— Source document —

++++++++++++++++++++

In this repository, I worked with the KITTI semantic segmentation dataset [1] to explore both binary and multi-class segmentation of autonomous driving scenes.
The semantic segmentation dataset consists of 200 train and test images (each) and can be downloaded here. Additionally, a development kit is provided, which offers helper functions that map pixel colours to class labels. There are a total of 35 labeled classes that are unevenly distributed throughout the dataset. The figures below show the distribution of classes on both a per image and per pixel basis.
I used an encoder-decoder architecture that was based on the popular U-Net architecture[2]. The network accepts as an input a 3-channel Height x Width x 3 RGB image, downsamples the image with the encoder branch of the network and then recovers the image's original resolution using the network's decoder branch. The final output is a tensor of size Height x Width x NClasses. For binary segmentation, NClasses = 2.
For training, I used the Adam optimizer with an initial learning rate of 1e-4. The learning rate was decreased by a factor of 10 if the model's validation loss did not decrease after 10 epochs.
The training set was divided into a modified 90% / 10% train/val split. To reduce training time, the train/val images were resized to a resolution of 400 x 112, maintaining the approximate ~3.3 aspect width-to-height ratio from the original resolution.
[1]: Geiger, Andreas, et al. "Vision meets robotics: The KITTI dataset." The International Journal of Robotics Research 32.11 (2013): 1231-1237.
[2]: Ronneberger, Olaf, Philipp Fischer, and Thomas Brox. "U-net: Convolutional networks for biomedical image segmentation." International Conference on Medical image computing and computer-assisted intervention. Springer, Cham, 2015.

++++++++++++++++++++

— Supplied entries —
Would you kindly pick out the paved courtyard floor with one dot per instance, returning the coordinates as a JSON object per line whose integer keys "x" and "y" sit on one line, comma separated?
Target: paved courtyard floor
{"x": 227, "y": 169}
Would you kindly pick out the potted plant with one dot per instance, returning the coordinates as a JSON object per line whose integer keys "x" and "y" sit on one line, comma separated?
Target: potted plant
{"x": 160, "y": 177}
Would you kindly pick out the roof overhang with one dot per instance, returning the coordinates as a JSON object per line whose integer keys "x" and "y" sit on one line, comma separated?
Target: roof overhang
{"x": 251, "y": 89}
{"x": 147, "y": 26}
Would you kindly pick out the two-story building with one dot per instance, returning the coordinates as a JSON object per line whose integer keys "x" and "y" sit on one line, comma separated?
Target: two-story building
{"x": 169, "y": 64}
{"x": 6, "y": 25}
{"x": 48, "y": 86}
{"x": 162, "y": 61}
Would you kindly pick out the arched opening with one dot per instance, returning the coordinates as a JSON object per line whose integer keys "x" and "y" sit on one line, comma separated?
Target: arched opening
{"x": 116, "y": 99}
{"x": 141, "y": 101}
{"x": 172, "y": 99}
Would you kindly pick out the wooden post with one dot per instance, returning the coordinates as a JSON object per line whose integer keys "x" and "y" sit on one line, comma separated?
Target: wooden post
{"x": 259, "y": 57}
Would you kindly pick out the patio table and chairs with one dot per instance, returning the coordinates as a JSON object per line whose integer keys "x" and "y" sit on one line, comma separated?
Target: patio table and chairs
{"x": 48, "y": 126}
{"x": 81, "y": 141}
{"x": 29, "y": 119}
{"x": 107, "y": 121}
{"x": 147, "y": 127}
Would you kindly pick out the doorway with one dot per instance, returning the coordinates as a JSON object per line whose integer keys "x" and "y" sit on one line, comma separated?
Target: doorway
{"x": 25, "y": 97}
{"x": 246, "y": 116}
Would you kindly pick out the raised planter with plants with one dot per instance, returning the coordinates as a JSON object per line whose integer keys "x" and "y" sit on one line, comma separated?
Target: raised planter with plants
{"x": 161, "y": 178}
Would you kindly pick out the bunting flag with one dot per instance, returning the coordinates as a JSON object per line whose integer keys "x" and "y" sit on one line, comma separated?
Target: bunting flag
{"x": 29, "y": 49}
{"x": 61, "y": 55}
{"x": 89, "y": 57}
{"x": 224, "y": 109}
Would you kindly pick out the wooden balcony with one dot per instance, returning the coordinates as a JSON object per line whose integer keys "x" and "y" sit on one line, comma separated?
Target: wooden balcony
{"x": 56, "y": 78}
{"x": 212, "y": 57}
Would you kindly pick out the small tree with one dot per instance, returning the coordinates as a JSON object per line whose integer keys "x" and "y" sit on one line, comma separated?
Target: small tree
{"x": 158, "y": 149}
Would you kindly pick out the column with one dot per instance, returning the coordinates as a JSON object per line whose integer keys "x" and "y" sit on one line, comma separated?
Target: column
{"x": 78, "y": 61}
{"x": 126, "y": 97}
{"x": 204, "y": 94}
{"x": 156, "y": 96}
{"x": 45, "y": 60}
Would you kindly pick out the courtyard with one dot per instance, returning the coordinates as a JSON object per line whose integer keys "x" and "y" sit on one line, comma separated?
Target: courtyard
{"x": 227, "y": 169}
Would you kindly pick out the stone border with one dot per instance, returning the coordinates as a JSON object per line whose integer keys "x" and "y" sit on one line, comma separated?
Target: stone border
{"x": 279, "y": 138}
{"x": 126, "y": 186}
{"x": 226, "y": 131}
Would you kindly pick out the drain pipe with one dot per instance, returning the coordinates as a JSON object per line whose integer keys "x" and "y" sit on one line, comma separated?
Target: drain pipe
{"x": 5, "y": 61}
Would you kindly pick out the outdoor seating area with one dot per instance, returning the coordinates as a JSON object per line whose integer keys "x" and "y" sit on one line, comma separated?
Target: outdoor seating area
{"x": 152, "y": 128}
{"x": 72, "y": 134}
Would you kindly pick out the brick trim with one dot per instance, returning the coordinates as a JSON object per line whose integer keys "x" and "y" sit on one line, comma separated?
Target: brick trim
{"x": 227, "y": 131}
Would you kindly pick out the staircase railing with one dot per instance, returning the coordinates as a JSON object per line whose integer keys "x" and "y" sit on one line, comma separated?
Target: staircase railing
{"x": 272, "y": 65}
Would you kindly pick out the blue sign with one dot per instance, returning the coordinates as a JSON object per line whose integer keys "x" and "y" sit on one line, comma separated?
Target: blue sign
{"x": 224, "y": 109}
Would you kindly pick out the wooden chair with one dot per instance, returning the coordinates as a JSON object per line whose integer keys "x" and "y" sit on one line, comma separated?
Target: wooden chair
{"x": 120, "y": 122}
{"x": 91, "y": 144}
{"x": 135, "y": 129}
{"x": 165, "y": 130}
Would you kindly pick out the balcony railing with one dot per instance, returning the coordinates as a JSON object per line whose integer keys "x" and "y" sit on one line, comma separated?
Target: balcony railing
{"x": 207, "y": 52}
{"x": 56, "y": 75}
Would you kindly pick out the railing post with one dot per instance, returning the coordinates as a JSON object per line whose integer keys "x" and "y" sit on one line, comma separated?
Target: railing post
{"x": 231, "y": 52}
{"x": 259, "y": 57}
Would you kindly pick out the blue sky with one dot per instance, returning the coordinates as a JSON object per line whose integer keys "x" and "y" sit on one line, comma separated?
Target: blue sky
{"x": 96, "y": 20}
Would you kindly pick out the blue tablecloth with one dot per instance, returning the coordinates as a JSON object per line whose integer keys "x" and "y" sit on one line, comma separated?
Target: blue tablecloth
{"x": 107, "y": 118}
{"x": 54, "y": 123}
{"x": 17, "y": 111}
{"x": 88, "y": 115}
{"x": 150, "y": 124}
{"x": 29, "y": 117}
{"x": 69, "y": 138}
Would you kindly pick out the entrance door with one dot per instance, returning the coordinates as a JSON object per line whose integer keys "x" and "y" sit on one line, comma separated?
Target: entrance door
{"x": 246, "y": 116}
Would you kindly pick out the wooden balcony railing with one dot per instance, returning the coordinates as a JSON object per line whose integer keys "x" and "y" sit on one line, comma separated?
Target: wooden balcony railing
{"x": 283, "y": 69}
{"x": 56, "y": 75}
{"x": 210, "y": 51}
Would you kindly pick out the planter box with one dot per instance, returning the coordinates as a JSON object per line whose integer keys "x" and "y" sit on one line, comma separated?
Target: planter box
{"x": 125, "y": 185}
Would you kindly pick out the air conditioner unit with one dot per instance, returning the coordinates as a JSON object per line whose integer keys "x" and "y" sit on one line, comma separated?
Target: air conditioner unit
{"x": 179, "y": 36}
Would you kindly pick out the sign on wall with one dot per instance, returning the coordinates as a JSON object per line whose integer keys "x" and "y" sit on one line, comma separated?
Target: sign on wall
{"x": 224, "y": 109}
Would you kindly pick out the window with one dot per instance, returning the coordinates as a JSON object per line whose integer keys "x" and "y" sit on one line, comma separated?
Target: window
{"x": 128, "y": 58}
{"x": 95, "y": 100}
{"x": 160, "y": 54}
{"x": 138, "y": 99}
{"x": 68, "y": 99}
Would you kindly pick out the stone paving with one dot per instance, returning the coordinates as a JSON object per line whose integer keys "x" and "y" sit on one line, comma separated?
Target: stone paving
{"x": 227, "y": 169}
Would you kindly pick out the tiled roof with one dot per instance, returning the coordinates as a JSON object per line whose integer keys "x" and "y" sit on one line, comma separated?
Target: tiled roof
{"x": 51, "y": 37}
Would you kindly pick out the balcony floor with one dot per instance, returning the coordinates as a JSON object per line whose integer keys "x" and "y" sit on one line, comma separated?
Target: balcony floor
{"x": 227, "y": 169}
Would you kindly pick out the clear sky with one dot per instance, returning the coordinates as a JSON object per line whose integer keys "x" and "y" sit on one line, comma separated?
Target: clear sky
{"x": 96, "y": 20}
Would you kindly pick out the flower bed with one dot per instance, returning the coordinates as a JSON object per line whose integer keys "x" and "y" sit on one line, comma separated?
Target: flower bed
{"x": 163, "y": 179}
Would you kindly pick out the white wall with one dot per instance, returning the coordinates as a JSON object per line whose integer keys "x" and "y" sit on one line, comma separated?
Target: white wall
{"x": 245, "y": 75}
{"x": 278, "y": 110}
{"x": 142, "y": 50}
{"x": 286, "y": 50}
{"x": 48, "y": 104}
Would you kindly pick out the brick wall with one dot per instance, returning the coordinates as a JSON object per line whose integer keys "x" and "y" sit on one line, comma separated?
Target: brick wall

++++++++++++++++++++

Reproduce, word for word, the stretch of the KITTI segmentation write-up above from "The training set" through "Springer, Cham, 2015.".

The training set was divided into a modified 90% / 10% train/val split. To reduce training time, the train/val images were resized to a resolution of 400 x 112, maintaining the approximate ~3.3 aspect width-to-height ratio from the original resolution.
[1]: Geiger, Andreas, et al. "Vision meets robotics: The KITTI dataset." The International Journal of Robotics Research 32.11 (2013): 1231-1237.
[2]: Ronneberger, Olaf, Philipp Fischer, and Thomas Brox. "U-net: Convolutional networks for biomedical image segmentation." International Conference on Medical image computing and computer-assisted intervention. Springer, Cham, 2015.